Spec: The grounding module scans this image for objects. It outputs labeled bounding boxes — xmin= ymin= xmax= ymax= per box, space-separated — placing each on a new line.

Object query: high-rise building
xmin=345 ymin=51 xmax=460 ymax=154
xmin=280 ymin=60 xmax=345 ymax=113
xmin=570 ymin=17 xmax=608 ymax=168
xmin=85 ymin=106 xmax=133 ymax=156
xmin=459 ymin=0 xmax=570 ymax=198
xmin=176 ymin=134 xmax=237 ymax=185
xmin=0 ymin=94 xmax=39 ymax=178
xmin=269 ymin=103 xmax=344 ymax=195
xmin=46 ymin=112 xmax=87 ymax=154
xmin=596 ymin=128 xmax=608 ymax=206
——
→ What is required:
Go through the listing and copy all of it exactly.

→ Response to the exercise:
Spec: The grounding module scans this image for objects. It outputs labeled bounding boxes — xmin= ymin= xmax= ymax= per box, space-separated — placing each on a new line.

Object query: high-rise building
xmin=345 ymin=51 xmax=460 ymax=154
xmin=280 ymin=60 xmax=345 ymax=113
xmin=570 ymin=17 xmax=608 ymax=168
xmin=85 ymin=106 xmax=133 ymax=156
xmin=459 ymin=0 xmax=570 ymax=198
xmin=176 ymin=134 xmax=237 ymax=185
xmin=0 ymin=94 xmax=39 ymax=178
xmin=269 ymin=103 xmax=344 ymax=195
xmin=46 ymin=112 xmax=87 ymax=154
xmin=596 ymin=128 xmax=608 ymax=206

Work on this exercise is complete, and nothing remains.